_Request 1_. In the Houdini transcript, what name does the speaker give to the behavior where a field is available only to the component that declares it?
_Request 2_. Continue the Houdini transcript, starting right after its last sentence.

_Document excerpt_.
— START —

And now if I save, everyone is happy.
We can see that we export something here called user because it was from the example.
And in our case, it's not user, of course, it's task.
So now we have a task, and in the task, I will want to look into the title.
So if I go one step before, this component is complaining because we are missing the task.
So let's bring the task, and the task is equal to something where we need to assign the task component.
The task component, so let me say task is coming from the task that's up above.
And here, of course, if I save this, it will shorten the thing.
And it's telling me that the fragment is missing in the route plus page of the query.
So if I go back to the route here, and I do dot dot dot, control space, I can see that I have one fragment available to put here called task component.
And if I save now, I have this coming here, and this will be sent to my component.
And in my task here, I have my hello that I can replace by dollar, dollar, data, whoops, dollar, data, dot title, save.
And now all my data are coming here.
But the magic of this is now this component is fully autonomous.
So if I want to display now here, title and ID and save, everything is refreshed in the background.
And I'm able now to say, whoops, dollar, data, dot ID, save.
And ID is here.
And the cool thing is that it's available only to this component.
And this is called fragment masking.
So if I go one level above here, where I was able to do this task, the title, in here, if I do dot, I don't see ID.
Even if ID is fetched into the component inside here, I'm not able to get title here, the ID here.
So I get the title because it's displayed here.
So we can see it here.
But if I now go back to my plus page of GQL and I comment this title, if I save this, and I go back to my component, it's telling me that the title is not available at this level.
So at this level, I'm allowed only the thing coming from the page of GQL, not anything else.
So every component is responsible for his data, nothing more.
So I can now remove this safely.
And then we have our beautiful component.
So this was about fragment.
And yes, you're totally right.
It should be the new timeline of Houdini.
You fetch data in your route and you have your data requirement in your component.
Like this, everything is safe to avoid.
You can have nested component, nested fragment, everything.
Now let's look at a few utilities.
First one is about paginate.
So in here, you see that that will be overloaded because I have a lot of things to do in one to five items.
So if I go to this task here, page of GQL, at this level here, we have a list of something.
So when we have a list, we are able to do an @paginate.
If I save this now, it's telling me that, oh, to have a field paginate, you need a limit argument.
Okay, let's have a look at the limit argument.
And I can do a limit.
Now, if I save this, I have only two items.
Just with this one paginate, I have two items.
And now if I go to my list of tasks, I can say under something like button, next, for example, and then on click, to be able to go to the next page, right?
And to do this, I will go to path of category, dot load next page.
And now I have another button called next.
And if I click on it, it's going to the next page.
How nice is this?
It's only one directive away.
So now that we have this paginate directive, let's look at this other directive called loading.
At the leaf level, so the task, I want to say that this can be loaded.
So loading and loading.
When I have this loading, now I can do a switch statement at this level.
I can do here, if he's pending.
What is pending?
If I have my $.
id is pending, for example, I will display loading.
Of course, you will go with crazy CSS here.
Not with this, but.
And then else, you want to display something.
Okay, to have this working, we have from the root, say, I want to opt in loading.
So I have to say loading on top here and save it.
And then I'm able to see loading, loading, loading, and then my two things are common.
Good, good, but we know already that we have a limit of two.

— END —

_Collected data_.

— START —

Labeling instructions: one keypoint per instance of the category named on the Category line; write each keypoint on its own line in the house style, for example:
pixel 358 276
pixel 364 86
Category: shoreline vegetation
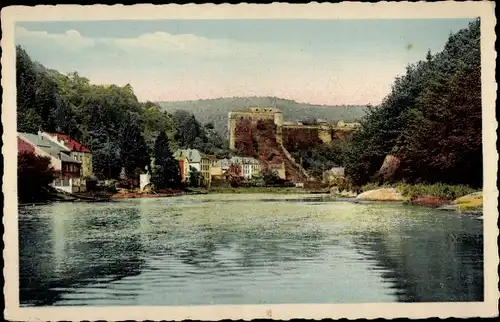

— END —

_Exercise answer 1_. Fragment masking.

_Exercise answer 2_.
So let's say here loading, and let's specify the count will be two.
And like this, we will be having exactly the same thing.
If I come back to my task, in the meantime, I'm able to also put a P tag here so that the loading will be in the same place as the title and ID here.
So I go back to fast 3G, to fast network, home, F5, and now I go back to slow 3G.
I have my two loading, and now when my data is back, I have my checked tiger pressure.
Everything is good.
Just adding this loading directive.
You see that we have two distinct things.
One thing is about Zeldkit and the component itself.
The other thing is about data and semantical data.
And here we say data can load.
Okay, very cool.
So now that we are able to load things also in a pretty granular manner, let's have a look at how to mutate data and add information.
And for this, we will create a new category.
So for that, I will create a new component here.
So add category, for example, .
And in this add category, I will have an input of type text.
I will bind this value to name.
And then script, yes.
I will have let name is nothing.
And I will have my form.
In my form, I have a button.
And when I go on, submit.
We call name.
Okay, so now if I go back to my page and I add at the bottom here this add category, save, I should have this coming here.
So of course, not working.
You see, so that was not working.
So I can say new thing, add.
And it's removing the new thing.
It's not adding here because we didn't do anything.
So now let's add here the mutation.
And for that, we will do a let add and we'll do equals to GraphQL and the GraphQL coming from Houdini.
And we'll open our template tag.
And in our template tag, it's exactly like the GraphQL we had before.
So I can start typing mutation.
We do add category, for example.
And in there, I'm able to write down my mutation of create category.
And you remember that it needed an input.
In the input, I need a name.
And the name will be of $name, for example, which will be the variable.
And then I need to return something.
So if I return category, name, for example, is good.
So since it needs the $name here, I need to pass it as an input and it will be a type string.
If I say that, you can see that Houdini creates me the add category.
And the add category now is a mutation available.
So if I come here and say add.
I have this store where I can mutate things.
And in the mutate, I can do control space here.
And you can see that you have the variable name.
So in here, if I put the name, then it will mutate with the name.
Let me save this and put an await.
So I need an async.
And all this should be good.
So from self kit, add.
And if now we refresh, we have something coming from self kit.
Okay, everything good, but we needed to refresh, which is not the best experience ever.
Moreover, that we have one list here coming with the name and we have another list coming with maybe other fields.
So let's have a look at how to deal with that.
If I go back to my plus page, the jquery, here I have my list of items with the ID and the name.
And on the items here, I can add list and say that this list, the name is called L_category, for the list of categories, for example.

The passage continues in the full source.